> REQUIRED WORK
Range to output from the entries below: the line containing "the cookie with" through the line containing "the pecan half and". Set it down exactly, ends included, nothing else.

> SOURCE INFORMATION
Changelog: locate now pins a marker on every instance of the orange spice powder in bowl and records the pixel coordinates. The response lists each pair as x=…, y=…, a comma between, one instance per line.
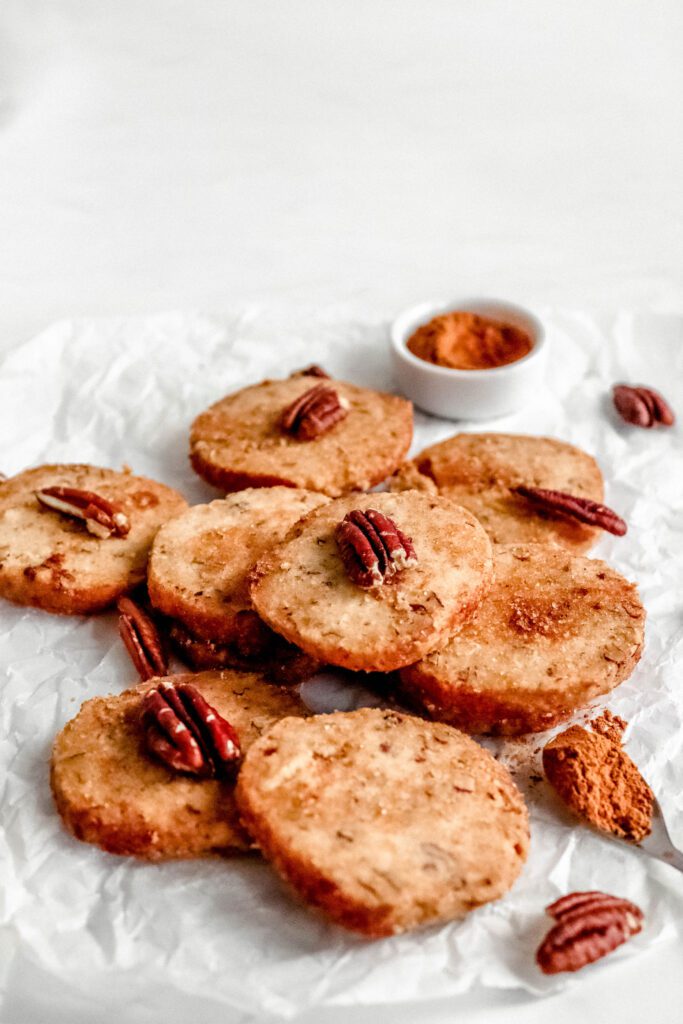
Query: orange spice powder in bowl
x=469, y=359
x=466, y=341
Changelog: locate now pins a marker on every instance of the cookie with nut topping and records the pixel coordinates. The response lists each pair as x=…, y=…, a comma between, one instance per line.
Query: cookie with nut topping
x=384, y=821
x=75, y=538
x=555, y=631
x=370, y=582
x=198, y=576
x=306, y=431
x=112, y=788
x=481, y=472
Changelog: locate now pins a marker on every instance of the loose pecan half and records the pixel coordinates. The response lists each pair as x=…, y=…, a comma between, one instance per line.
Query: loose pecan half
x=186, y=733
x=103, y=518
x=582, y=509
x=312, y=371
x=373, y=548
x=142, y=640
x=589, y=926
x=642, y=407
x=313, y=413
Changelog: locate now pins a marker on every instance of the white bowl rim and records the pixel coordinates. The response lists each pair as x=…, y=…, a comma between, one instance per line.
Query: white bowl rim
x=399, y=337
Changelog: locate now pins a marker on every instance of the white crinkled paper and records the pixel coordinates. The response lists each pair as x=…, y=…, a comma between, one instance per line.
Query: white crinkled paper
x=87, y=929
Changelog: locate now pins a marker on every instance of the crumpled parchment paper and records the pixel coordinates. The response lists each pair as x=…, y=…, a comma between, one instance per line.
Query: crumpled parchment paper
x=88, y=926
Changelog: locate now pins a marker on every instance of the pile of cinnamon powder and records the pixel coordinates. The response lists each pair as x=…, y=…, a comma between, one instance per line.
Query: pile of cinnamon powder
x=467, y=341
x=598, y=780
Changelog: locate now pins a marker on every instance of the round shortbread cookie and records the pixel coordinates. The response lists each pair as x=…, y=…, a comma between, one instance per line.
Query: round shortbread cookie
x=385, y=821
x=478, y=470
x=301, y=589
x=555, y=631
x=111, y=793
x=200, y=560
x=239, y=442
x=50, y=560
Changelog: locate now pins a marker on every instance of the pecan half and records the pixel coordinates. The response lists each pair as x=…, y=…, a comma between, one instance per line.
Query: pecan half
x=582, y=509
x=142, y=640
x=312, y=371
x=101, y=517
x=186, y=733
x=589, y=926
x=313, y=413
x=642, y=407
x=373, y=548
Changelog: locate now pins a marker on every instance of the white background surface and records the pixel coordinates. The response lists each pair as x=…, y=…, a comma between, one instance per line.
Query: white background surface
x=360, y=155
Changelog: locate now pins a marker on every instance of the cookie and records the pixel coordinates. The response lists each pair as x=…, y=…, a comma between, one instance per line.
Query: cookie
x=384, y=821
x=302, y=590
x=241, y=441
x=478, y=470
x=111, y=793
x=198, y=576
x=50, y=560
x=555, y=631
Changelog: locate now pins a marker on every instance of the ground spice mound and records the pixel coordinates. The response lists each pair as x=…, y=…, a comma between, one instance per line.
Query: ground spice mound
x=599, y=781
x=609, y=725
x=467, y=341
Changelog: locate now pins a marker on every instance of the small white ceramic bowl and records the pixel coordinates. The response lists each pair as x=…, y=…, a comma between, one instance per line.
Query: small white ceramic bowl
x=469, y=394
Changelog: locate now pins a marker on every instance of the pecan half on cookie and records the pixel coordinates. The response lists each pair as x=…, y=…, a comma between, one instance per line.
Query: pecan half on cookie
x=186, y=733
x=313, y=413
x=373, y=548
x=101, y=517
x=583, y=509
x=142, y=639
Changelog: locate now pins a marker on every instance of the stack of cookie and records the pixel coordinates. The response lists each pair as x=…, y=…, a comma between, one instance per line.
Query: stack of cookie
x=468, y=578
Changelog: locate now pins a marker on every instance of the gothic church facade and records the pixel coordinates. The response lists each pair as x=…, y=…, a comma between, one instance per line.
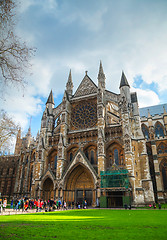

> REPLY
Changelog: locate now pins a marker on every instance of the cookie with nut topping and records the pixel coordinates. The response lists each pair as x=…, y=…, a comma between, one instance per line.
Query: cookie with nut topping
x=384, y=821
x=75, y=538
x=555, y=631
x=370, y=582
x=198, y=576
x=306, y=431
x=112, y=788
x=481, y=472
Changelog: locate now pins a marker on every instance of the loose pecan half and records the pixel coordinates. The response lists each pair as x=…, y=…, a comma between, one instance per line.
Query: loose pecan half
x=186, y=733
x=103, y=518
x=582, y=509
x=312, y=371
x=373, y=548
x=142, y=640
x=589, y=926
x=642, y=407
x=313, y=413
Changelog: locate now pins a marker on every instance of the white bowl rim and records the pixel coordinates. The response lists each pair as x=…, y=…, a comma between, one instance per line.
Query: white bowl rim
x=399, y=337
Changelog: locate now pins a marker on every instance of the white crinkled paper and records the pixel coordinates. The response lists each pair as x=…, y=…, a comma between, one instance per line.
Query: white crinkled paper
x=87, y=929
Changelog: locate now pins a marker on every instance of the crumpled parchment paper and records the pixel coordinates. The response lists each pair as x=…, y=…, a comma between, one instance per line.
Query: crumpled parchment paper
x=88, y=926
Changelog: locate now pins a marker on every instance of the pile of cinnamon powder and records the pixel coordinates. The response lists each pair as x=…, y=…, a comma between, one instance per line.
Query: pile of cinnamon powder
x=467, y=341
x=598, y=780
Changelog: locate now pins a marker on every instance of the round shortbread cookie and records the pixel coordinates. The response lists each pair as x=…, y=…, a comma between, one instance per line.
Query: round shortbread cookie
x=385, y=821
x=478, y=470
x=301, y=589
x=555, y=631
x=111, y=793
x=200, y=560
x=239, y=442
x=50, y=560
Changelog: locate now pins a marker on every instance of the pecan half and records the pixel coordinates. The response lists each pair as x=…, y=…, a comma between, one instance per line.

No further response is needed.